Aim:
Rewrite the part of the rows that opens with the line containing "Where can the sky" and runs to the end of the rows, requests included. Scale every pixel coordinate in the answers by 0.95 and round it to a whole number, with halves rounded up.

-- Rows start --

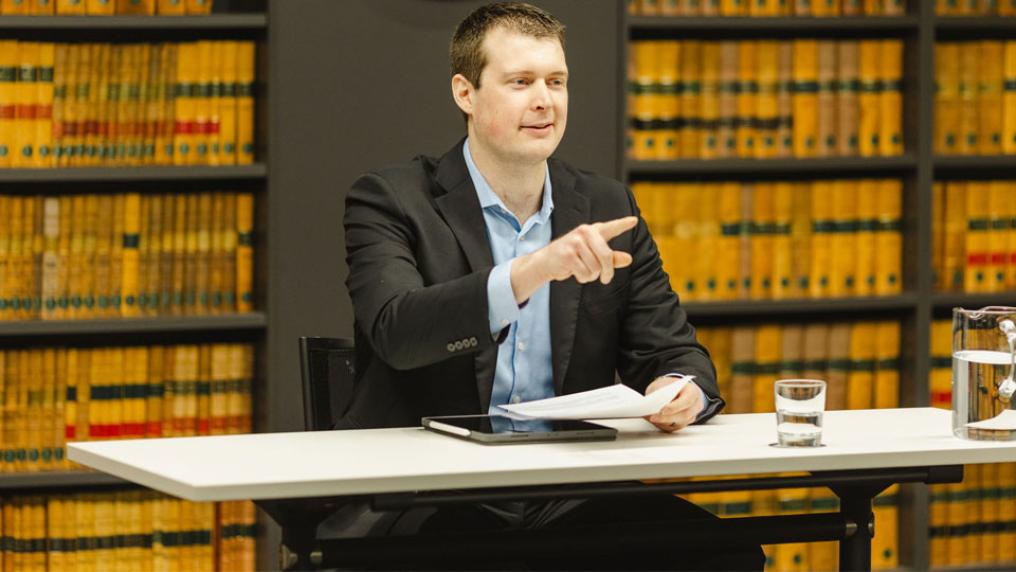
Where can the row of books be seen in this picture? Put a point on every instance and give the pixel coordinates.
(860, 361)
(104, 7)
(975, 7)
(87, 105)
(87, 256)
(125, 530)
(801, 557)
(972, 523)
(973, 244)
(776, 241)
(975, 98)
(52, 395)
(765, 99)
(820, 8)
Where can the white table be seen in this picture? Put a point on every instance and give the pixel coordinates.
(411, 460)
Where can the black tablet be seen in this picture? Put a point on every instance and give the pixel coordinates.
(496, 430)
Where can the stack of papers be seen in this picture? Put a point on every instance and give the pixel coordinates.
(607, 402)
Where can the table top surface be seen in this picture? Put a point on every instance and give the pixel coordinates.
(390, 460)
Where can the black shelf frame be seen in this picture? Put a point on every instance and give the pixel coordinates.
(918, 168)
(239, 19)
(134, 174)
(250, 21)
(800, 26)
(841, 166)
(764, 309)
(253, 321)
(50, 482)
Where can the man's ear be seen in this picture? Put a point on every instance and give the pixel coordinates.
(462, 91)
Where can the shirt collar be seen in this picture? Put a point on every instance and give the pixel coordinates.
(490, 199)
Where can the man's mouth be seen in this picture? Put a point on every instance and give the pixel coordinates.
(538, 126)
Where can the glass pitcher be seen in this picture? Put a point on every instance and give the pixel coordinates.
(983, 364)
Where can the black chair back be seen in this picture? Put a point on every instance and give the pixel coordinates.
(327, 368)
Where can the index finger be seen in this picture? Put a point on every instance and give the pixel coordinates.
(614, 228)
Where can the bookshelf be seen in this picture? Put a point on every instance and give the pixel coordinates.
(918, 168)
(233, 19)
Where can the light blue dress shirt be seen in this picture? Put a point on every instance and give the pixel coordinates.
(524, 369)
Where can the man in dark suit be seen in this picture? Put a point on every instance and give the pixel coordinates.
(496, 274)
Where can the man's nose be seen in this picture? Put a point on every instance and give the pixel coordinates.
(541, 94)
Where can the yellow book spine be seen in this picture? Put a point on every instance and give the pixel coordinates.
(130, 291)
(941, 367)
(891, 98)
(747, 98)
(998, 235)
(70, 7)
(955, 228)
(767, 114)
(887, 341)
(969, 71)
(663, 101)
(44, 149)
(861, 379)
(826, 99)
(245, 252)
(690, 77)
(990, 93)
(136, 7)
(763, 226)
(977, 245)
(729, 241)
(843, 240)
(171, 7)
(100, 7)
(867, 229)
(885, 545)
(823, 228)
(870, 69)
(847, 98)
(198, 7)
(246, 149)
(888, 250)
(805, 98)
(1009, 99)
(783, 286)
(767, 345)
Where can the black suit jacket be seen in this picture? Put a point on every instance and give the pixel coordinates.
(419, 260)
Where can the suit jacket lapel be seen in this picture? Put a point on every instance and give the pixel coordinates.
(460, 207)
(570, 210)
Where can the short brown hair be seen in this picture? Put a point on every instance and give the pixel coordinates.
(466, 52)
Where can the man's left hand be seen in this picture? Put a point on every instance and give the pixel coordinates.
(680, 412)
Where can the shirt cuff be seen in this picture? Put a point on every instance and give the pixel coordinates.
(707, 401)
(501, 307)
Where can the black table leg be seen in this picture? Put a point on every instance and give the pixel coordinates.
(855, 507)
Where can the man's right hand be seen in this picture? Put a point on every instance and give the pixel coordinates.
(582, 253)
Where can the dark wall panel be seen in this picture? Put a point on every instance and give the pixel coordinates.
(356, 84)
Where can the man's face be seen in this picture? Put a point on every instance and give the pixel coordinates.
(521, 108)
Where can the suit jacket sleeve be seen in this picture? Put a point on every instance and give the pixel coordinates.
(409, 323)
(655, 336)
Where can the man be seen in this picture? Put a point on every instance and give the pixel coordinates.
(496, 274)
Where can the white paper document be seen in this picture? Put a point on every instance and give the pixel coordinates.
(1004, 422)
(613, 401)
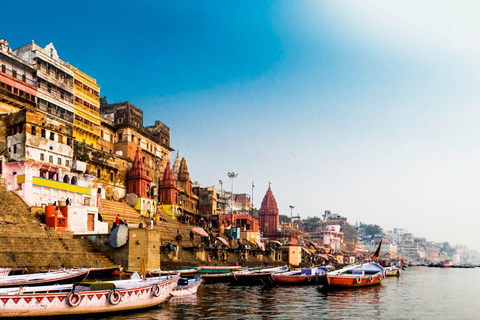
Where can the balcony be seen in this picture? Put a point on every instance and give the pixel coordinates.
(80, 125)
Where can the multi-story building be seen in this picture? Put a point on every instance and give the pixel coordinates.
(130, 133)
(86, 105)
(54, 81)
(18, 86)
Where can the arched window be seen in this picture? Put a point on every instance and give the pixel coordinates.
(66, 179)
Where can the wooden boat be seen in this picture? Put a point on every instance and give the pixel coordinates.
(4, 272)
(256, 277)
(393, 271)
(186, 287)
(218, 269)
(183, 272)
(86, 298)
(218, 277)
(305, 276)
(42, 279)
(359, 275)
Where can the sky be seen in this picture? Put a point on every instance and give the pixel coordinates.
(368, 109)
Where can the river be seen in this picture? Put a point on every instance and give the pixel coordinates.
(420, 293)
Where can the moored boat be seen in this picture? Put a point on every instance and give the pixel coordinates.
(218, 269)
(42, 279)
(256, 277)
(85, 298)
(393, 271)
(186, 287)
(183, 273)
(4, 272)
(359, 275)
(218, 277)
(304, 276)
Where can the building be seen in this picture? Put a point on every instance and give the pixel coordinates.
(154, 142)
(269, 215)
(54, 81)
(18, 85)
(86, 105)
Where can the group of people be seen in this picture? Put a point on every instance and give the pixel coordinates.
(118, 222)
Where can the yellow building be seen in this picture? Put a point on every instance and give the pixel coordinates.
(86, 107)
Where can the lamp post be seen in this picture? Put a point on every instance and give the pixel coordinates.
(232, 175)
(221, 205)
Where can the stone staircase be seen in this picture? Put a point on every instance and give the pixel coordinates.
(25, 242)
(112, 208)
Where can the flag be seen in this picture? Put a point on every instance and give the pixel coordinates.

-- Rows end --

Solution for this problem:
Where can the sky be seen in this picture? Put a point on every instance and give the pixel coordinates.
(350, 104)
Where can the river be seen in this picture? Put a point on every instance and give the pixel coordinates.
(399, 278)
Where can the moored boat be seen in this picture? Put a point on every instance and give the pixel coordinates.
(207, 256)
(40, 265)
(243, 263)
(81, 283)
(373, 257)
(177, 273)
(174, 259)
(4, 258)
(341, 261)
(207, 263)
(289, 262)
Where can the building be seen in this picture? Put a point on every instance and give the pixel coordinates.
(146, 135)
(256, 204)
(51, 77)
(17, 81)
(82, 100)
Where can the group of people be seen in this picture? Put a point on every instance and give the pixel coordinates.
(112, 211)
Where can the yellow building be seen in this picture? Put a point on every instance and give the pixel coordinates.
(82, 102)
Where can the lamp post be seen in this picture? Put a point on every instance and give the pixel coordinates.
(220, 166)
(210, 195)
Where can the stone staircase be seen in this picture? Put a point on every instance and give the pixel coordinates.
(24, 230)
(106, 198)
Where can the flag be seen in this picture? Put a point on every instance and give the pixel coordinates.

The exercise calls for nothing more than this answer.